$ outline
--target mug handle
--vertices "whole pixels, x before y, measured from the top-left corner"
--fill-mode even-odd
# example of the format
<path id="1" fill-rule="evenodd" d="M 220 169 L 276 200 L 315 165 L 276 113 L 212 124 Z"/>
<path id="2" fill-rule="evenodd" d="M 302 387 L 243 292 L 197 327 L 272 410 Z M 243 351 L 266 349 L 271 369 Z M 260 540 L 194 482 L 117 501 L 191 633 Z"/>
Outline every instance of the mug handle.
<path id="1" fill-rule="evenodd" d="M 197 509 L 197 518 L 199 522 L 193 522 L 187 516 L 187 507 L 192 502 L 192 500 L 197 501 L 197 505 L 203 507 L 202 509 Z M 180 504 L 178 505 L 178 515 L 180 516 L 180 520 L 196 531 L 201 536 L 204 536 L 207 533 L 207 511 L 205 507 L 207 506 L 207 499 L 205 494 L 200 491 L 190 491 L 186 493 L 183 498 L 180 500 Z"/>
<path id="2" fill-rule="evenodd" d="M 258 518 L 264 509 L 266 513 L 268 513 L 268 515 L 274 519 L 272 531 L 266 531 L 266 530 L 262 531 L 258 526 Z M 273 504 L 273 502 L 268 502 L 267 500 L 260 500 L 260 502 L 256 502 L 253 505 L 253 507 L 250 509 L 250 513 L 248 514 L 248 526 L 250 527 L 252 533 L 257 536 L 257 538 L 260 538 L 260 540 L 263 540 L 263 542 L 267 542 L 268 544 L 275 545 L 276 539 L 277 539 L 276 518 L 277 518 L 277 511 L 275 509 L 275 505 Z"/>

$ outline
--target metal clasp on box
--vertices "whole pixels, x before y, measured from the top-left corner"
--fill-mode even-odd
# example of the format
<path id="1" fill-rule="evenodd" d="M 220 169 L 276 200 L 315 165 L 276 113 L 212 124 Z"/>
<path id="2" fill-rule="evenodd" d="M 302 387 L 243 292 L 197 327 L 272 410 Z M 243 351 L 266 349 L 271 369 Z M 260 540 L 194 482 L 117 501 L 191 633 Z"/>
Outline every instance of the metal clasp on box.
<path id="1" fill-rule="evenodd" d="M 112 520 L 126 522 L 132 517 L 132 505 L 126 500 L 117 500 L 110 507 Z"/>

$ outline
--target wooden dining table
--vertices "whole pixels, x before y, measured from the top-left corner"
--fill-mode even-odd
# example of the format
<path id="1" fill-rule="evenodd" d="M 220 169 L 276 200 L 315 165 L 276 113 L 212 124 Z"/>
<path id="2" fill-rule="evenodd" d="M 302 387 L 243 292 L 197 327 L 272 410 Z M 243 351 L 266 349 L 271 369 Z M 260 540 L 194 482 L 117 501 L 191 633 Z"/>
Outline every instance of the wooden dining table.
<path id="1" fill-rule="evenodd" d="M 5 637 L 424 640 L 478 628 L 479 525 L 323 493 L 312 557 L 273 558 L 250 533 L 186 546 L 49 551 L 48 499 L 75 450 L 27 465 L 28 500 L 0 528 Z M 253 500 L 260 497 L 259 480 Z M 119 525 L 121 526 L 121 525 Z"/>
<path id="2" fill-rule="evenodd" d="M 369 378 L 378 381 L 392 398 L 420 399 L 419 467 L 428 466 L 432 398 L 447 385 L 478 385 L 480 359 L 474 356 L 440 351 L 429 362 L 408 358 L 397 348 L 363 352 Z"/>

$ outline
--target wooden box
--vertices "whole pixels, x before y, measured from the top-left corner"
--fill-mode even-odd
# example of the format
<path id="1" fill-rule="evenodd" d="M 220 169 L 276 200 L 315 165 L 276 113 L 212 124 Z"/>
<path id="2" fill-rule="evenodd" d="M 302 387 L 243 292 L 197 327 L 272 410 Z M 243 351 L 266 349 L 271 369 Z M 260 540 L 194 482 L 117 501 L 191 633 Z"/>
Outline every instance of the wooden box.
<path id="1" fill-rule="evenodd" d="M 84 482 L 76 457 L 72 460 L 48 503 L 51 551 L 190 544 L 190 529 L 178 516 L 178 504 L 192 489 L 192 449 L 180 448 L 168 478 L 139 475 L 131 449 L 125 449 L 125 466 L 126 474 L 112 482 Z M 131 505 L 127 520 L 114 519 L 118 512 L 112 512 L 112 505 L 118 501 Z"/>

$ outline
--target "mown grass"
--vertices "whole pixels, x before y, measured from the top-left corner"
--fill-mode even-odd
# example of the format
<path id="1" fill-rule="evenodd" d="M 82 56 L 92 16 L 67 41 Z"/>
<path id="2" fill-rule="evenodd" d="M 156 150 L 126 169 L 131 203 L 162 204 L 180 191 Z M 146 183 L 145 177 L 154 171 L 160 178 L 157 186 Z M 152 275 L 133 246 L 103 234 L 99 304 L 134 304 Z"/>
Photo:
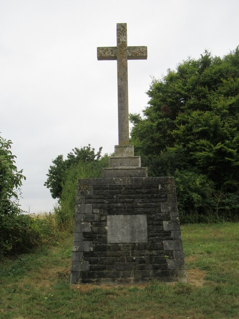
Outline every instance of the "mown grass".
<path id="1" fill-rule="evenodd" d="M 239 318 L 239 224 L 181 228 L 187 284 L 71 286 L 72 237 L 0 264 L 1 319 Z"/>

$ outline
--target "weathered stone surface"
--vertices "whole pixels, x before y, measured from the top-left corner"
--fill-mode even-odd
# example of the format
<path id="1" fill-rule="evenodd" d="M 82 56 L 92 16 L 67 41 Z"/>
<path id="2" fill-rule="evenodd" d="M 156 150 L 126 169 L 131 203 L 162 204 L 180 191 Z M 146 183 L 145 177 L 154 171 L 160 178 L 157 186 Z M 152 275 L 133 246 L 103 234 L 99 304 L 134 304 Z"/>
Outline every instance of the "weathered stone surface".
<path id="1" fill-rule="evenodd" d="M 81 261 L 83 257 L 83 253 L 82 252 L 74 252 L 72 253 L 72 261 Z"/>
<path id="2" fill-rule="evenodd" d="M 79 218 L 83 216 L 83 220 L 76 223 L 85 223 L 85 229 L 90 228 L 91 231 L 83 232 L 82 226 L 75 228 L 82 231 L 74 234 L 71 282 L 135 284 L 153 278 L 186 281 L 177 203 L 168 201 L 173 197 L 168 195 L 175 193 L 174 184 L 172 177 L 78 180 L 77 192 L 83 191 L 86 203 L 77 204 L 77 211 L 81 210 Z M 92 190 L 87 193 L 85 189 Z M 166 211 L 162 212 L 162 207 Z M 135 216 L 144 218 L 146 234 L 145 227 L 134 220 Z M 113 227 L 112 221 L 109 227 L 111 218 L 116 218 Z M 123 227 L 128 228 L 126 235 L 122 232 Z M 128 235 L 130 232 L 133 235 Z M 109 238 L 110 242 L 116 238 L 118 242 L 109 242 Z M 135 242 L 142 238 L 147 240 Z M 83 262 L 89 263 L 88 270 L 82 270 Z"/>
<path id="3" fill-rule="evenodd" d="M 168 230 L 180 230 L 180 224 L 179 221 L 168 220 L 163 221 L 163 230 L 165 231 Z"/>
<path id="4" fill-rule="evenodd" d="M 141 166 L 140 156 L 122 157 L 112 156 L 109 159 L 110 167 L 138 167 Z"/>
<path id="5" fill-rule="evenodd" d="M 147 47 L 128 47 L 127 25 L 117 23 L 117 46 L 97 48 L 98 60 L 117 60 L 119 145 L 128 145 L 127 60 L 147 59 Z"/>
<path id="6" fill-rule="evenodd" d="M 113 215 L 107 216 L 107 242 L 146 243 L 146 215 Z"/>
<path id="7" fill-rule="evenodd" d="M 103 178 L 144 177 L 148 175 L 147 167 L 107 167 L 103 168 Z"/>
<path id="8" fill-rule="evenodd" d="M 76 205 L 76 214 L 92 214 L 92 204 L 80 204 Z"/>
<path id="9" fill-rule="evenodd" d="M 177 271 L 178 280 L 181 283 L 187 282 L 187 274 L 186 270 L 178 270 Z"/>
<path id="10" fill-rule="evenodd" d="M 93 251 L 94 245 L 91 241 L 82 241 L 80 242 L 78 245 L 73 246 L 72 251 L 81 252 L 81 251 Z"/>
<path id="11" fill-rule="evenodd" d="M 75 232 L 73 235 L 73 240 L 74 241 L 82 241 L 82 233 Z"/>
<path id="12" fill-rule="evenodd" d="M 182 241 L 179 240 L 164 240 L 163 248 L 164 250 L 182 250 L 183 246 Z"/>
<path id="13" fill-rule="evenodd" d="M 75 222 L 74 227 L 74 232 L 84 232 L 87 231 L 91 231 L 91 223 L 86 222 Z"/>
<path id="14" fill-rule="evenodd" d="M 115 145 L 115 155 L 120 157 L 132 157 L 134 156 L 133 145 Z"/>
<path id="15" fill-rule="evenodd" d="M 161 203 L 161 209 L 162 212 L 178 212 L 178 205 L 176 202 Z"/>

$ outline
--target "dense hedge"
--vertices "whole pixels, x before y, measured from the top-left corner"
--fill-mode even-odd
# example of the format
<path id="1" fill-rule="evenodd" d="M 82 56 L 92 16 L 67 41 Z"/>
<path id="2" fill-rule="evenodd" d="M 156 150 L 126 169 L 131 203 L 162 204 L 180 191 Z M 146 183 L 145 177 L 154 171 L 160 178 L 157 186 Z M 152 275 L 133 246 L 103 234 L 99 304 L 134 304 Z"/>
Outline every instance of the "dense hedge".
<path id="1" fill-rule="evenodd" d="M 175 178 L 182 222 L 239 220 L 239 50 L 207 51 L 153 79 L 131 143 L 152 176 Z"/>

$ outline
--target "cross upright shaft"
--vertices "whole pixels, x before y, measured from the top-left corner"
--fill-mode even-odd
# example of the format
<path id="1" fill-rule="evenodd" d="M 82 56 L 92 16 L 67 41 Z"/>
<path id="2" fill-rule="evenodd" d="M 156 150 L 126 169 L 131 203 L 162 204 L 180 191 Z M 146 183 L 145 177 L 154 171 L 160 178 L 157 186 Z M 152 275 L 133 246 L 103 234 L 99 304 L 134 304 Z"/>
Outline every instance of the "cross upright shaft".
<path id="1" fill-rule="evenodd" d="M 117 23 L 117 46 L 98 47 L 98 60 L 117 60 L 119 145 L 128 145 L 128 60 L 147 59 L 146 46 L 127 46 L 127 24 Z"/>

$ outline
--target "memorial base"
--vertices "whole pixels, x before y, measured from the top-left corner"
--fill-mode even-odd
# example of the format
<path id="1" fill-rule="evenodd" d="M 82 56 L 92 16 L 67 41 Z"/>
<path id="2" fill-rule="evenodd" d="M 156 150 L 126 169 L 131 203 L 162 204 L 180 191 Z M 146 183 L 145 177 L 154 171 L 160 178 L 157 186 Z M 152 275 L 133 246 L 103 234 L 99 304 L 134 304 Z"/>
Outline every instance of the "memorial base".
<path id="1" fill-rule="evenodd" d="M 173 177 L 78 180 L 72 284 L 187 281 Z"/>

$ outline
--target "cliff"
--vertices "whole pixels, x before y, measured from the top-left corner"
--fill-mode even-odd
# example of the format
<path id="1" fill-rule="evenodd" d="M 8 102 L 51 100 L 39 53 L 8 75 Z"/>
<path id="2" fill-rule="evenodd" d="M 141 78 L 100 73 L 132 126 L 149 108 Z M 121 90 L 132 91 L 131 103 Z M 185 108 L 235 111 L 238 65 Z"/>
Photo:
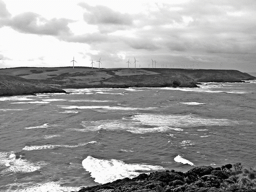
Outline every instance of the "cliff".
<path id="1" fill-rule="evenodd" d="M 201 166 L 185 173 L 175 170 L 143 173 L 132 179 L 82 187 L 78 191 L 102 191 L 255 192 L 256 170 L 244 169 L 241 163 L 217 168 Z"/>
<path id="2" fill-rule="evenodd" d="M 0 69 L 0 96 L 64 92 L 61 89 L 197 87 L 199 82 L 243 82 L 256 78 L 237 70 L 91 69 L 76 67 Z"/>
<path id="3" fill-rule="evenodd" d="M 36 83 L 23 78 L 0 75 L 0 96 L 28 95 L 43 93 L 66 93 L 64 90 Z"/>

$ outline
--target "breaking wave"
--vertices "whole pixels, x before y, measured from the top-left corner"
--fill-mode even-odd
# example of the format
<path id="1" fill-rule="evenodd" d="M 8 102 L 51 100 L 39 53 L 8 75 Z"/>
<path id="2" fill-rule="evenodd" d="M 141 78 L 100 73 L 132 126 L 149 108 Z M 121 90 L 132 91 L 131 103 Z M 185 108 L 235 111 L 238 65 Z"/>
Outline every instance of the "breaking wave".
<path id="1" fill-rule="evenodd" d="M 178 155 L 177 156 L 176 156 L 174 159 L 174 160 L 175 161 L 177 162 L 177 163 L 183 163 L 183 164 L 187 164 L 190 165 L 191 166 L 195 166 L 195 165 L 193 163 L 188 161 L 188 160 L 186 160 L 185 158 L 183 158 L 180 155 Z"/>
<path id="2" fill-rule="evenodd" d="M 50 103 L 49 101 L 29 101 L 29 102 L 16 102 L 15 103 L 11 103 L 11 104 L 47 104 Z"/>
<path id="3" fill-rule="evenodd" d="M 230 126 L 234 124 L 251 123 L 246 121 L 226 119 L 210 119 L 195 117 L 191 115 L 163 115 L 139 114 L 119 120 L 85 121 L 81 124 L 84 129 L 74 131 L 86 132 L 100 130 L 123 130 L 135 134 L 165 133 L 169 131 L 182 132 L 186 127 L 205 126 Z M 199 131 L 207 131 L 205 129 Z"/>
<path id="4" fill-rule="evenodd" d="M 88 156 L 82 162 L 83 168 L 90 172 L 94 181 L 104 184 L 117 179 L 138 176 L 142 172 L 163 170 L 160 166 L 144 164 L 127 164 L 116 159 L 99 159 Z"/>
<path id="5" fill-rule="evenodd" d="M 107 110 L 123 110 L 123 111 L 136 111 L 136 110 L 150 110 L 156 109 L 156 108 L 130 108 L 123 106 L 97 106 L 97 105 L 88 105 L 88 106 L 75 106 L 75 105 L 59 105 L 62 109 L 104 109 Z"/>
<path id="6" fill-rule="evenodd" d="M 198 105 L 200 104 L 206 104 L 205 103 L 199 103 L 197 102 L 181 102 L 180 103 L 187 104 L 189 105 Z"/>
<path id="7" fill-rule="evenodd" d="M 84 146 L 88 144 L 96 144 L 98 143 L 97 141 L 92 141 L 88 143 L 79 143 L 77 145 L 31 145 L 25 146 L 23 150 L 25 151 L 32 151 L 32 150 L 42 150 L 54 148 L 55 147 L 66 147 L 66 148 L 74 148 L 81 146 Z"/>
<path id="8" fill-rule="evenodd" d="M 30 126 L 28 127 L 25 127 L 24 129 L 26 130 L 30 130 L 32 129 L 41 129 L 41 128 L 48 128 L 50 127 L 50 126 L 48 125 L 48 123 L 45 123 L 42 125 L 35 126 Z"/>
<path id="9" fill-rule="evenodd" d="M 44 162 L 32 163 L 21 157 L 16 158 L 13 152 L 0 152 L 0 167 L 4 169 L 0 173 L 9 172 L 30 173 L 34 172 L 45 164 Z"/>
<path id="10" fill-rule="evenodd" d="M 29 183 L 29 185 L 31 185 Z M 28 187 L 23 187 L 22 189 L 17 189 L 13 192 L 61 192 L 78 191 L 81 187 L 69 187 L 61 186 L 60 184 L 55 182 L 50 182 L 48 183 L 37 184 L 35 186 L 30 186 Z"/>

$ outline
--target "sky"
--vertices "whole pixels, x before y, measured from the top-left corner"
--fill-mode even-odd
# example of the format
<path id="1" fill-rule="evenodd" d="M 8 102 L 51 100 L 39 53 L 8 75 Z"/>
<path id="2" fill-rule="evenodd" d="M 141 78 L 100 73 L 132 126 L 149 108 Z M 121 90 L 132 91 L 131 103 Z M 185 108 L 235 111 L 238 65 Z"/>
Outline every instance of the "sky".
<path id="1" fill-rule="evenodd" d="M 0 0 L 0 68 L 256 72 L 255 0 Z M 130 60 L 129 60 L 130 59 Z"/>

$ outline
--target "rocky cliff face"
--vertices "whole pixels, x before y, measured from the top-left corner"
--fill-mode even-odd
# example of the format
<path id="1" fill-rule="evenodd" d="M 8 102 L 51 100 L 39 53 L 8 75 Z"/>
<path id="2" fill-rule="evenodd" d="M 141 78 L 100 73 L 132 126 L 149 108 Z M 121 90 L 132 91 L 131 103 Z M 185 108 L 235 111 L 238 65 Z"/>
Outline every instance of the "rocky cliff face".
<path id="1" fill-rule="evenodd" d="M 198 82 L 243 82 L 255 79 L 237 70 L 17 68 L 0 69 L 0 96 L 65 92 L 60 89 L 65 88 L 191 88 L 197 87 Z"/>
<path id="2" fill-rule="evenodd" d="M 238 163 L 217 168 L 201 166 L 184 173 L 167 170 L 141 174 L 132 179 L 82 187 L 78 192 L 255 192 L 255 178 L 246 178 L 245 174 L 249 174 L 246 172 Z"/>
<path id="3" fill-rule="evenodd" d="M 0 96 L 65 92 L 64 90 L 19 77 L 0 75 Z"/>

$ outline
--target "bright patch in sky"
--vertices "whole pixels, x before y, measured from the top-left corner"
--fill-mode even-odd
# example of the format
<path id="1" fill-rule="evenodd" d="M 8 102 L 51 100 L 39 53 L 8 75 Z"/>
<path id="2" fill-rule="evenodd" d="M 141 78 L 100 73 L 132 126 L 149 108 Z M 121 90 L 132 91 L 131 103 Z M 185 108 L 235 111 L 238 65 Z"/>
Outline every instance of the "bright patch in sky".
<path id="1" fill-rule="evenodd" d="M 125 68 L 135 57 L 141 68 L 152 58 L 253 72 L 255 13 L 256 1 L 0 0 L 0 68 L 71 66 L 73 57 Z"/>

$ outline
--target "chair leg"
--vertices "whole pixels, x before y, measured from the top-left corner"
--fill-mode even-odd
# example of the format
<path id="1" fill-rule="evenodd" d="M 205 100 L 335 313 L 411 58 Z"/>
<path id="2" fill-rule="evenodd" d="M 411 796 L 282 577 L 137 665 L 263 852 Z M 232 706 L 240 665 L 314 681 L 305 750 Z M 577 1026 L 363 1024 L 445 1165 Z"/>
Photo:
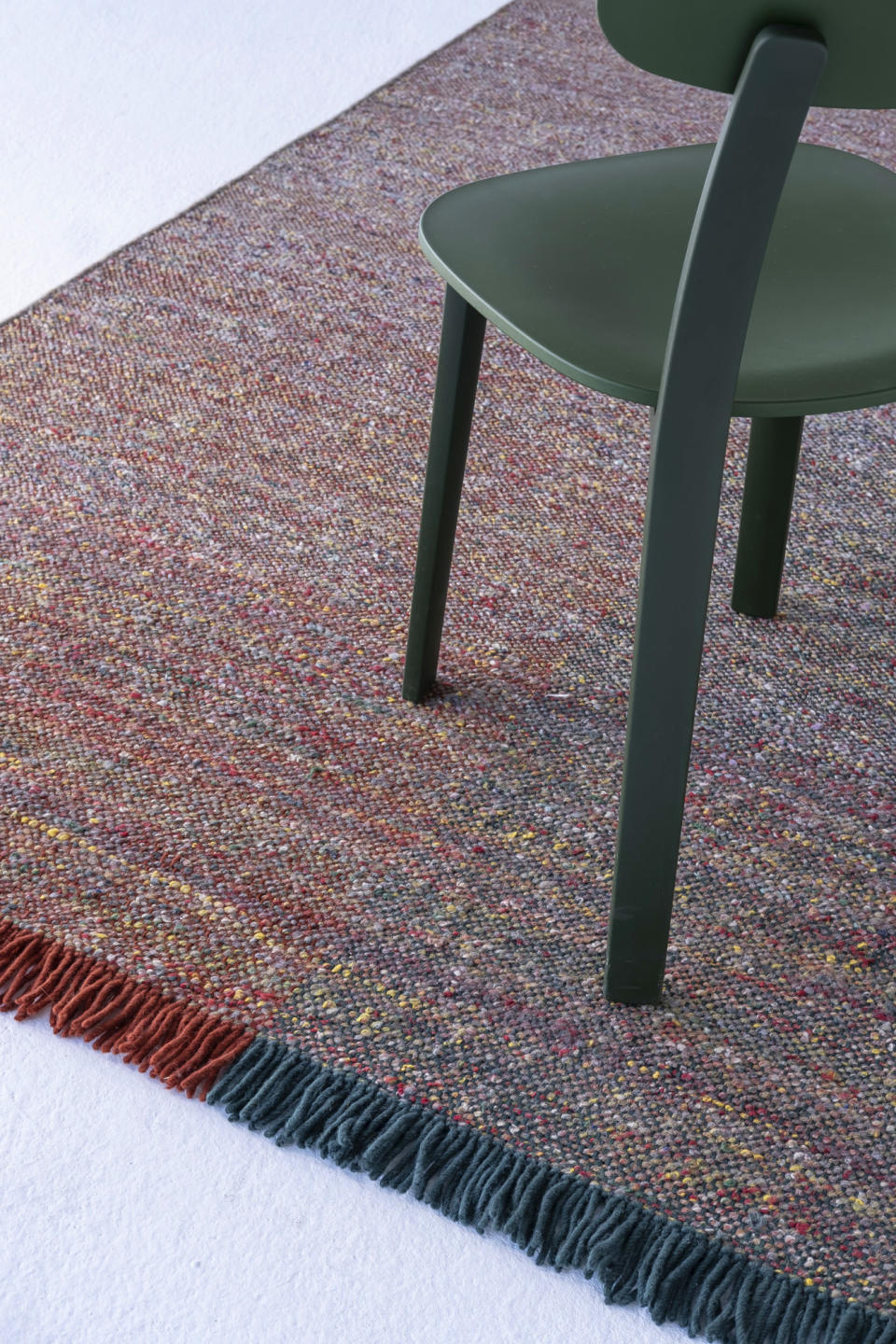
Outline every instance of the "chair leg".
<path id="1" fill-rule="evenodd" d="M 653 422 L 603 985 L 611 1003 L 658 1004 L 662 993 L 727 425 L 697 433 L 705 452 L 690 465 L 690 431 L 678 444 L 674 426 L 664 434 Z"/>
<path id="2" fill-rule="evenodd" d="M 449 285 L 402 685 L 414 704 L 435 681 L 484 337 L 485 317 Z"/>
<path id="3" fill-rule="evenodd" d="M 802 429 L 802 415 L 756 417 L 750 426 L 731 593 L 731 605 L 743 616 L 778 610 Z"/>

+ + +

Pick out every line of the items that contains the word "clasp", and copy each one.

● Solution below:
--target metal clasp on box
Outline every instance of the metal clasp on box.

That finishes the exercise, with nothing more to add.